Saved data entries:
- Opening Delimiter -

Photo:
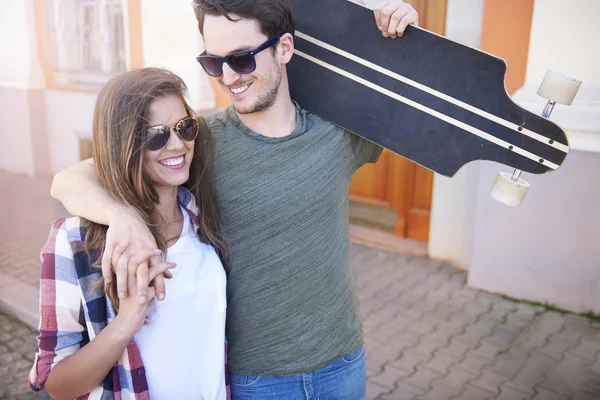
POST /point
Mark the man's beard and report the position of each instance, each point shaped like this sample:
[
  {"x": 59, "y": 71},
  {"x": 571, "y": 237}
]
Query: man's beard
[{"x": 266, "y": 99}]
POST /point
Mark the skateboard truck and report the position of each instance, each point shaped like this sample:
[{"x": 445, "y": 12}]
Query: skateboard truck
[{"x": 510, "y": 189}]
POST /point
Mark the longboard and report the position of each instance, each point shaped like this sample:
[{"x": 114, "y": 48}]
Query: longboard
[{"x": 434, "y": 101}]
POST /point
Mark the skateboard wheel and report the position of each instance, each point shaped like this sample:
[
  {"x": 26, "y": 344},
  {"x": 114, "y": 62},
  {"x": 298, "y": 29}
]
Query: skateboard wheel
[
  {"x": 508, "y": 191},
  {"x": 559, "y": 88}
]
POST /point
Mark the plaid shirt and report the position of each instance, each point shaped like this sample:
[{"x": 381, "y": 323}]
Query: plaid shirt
[{"x": 72, "y": 313}]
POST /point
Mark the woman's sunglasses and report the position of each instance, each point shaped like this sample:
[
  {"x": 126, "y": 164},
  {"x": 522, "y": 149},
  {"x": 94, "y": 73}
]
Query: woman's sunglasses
[
  {"x": 242, "y": 62},
  {"x": 158, "y": 136}
]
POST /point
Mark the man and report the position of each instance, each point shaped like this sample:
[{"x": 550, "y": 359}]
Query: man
[{"x": 282, "y": 177}]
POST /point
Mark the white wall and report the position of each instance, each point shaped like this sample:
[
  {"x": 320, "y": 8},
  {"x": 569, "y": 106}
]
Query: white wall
[
  {"x": 453, "y": 199},
  {"x": 548, "y": 249},
  {"x": 20, "y": 73},
  {"x": 564, "y": 37},
  {"x": 171, "y": 40},
  {"x": 68, "y": 117}
]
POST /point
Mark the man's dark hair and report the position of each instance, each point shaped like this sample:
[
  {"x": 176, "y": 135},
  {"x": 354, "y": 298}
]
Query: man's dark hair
[{"x": 274, "y": 16}]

- Closing Delimiter -

* Instructions to follow: Only the lines from the one containing "Mark the man's dark" to the end of the data should be printed, exactly as they stand.

* Output for this task:
Mark the man's dark hair and report the position of each instance, each point shaped like this sample:
[
  {"x": 176, "y": 135},
  {"x": 354, "y": 298}
]
Query: man's dark hair
[{"x": 274, "y": 16}]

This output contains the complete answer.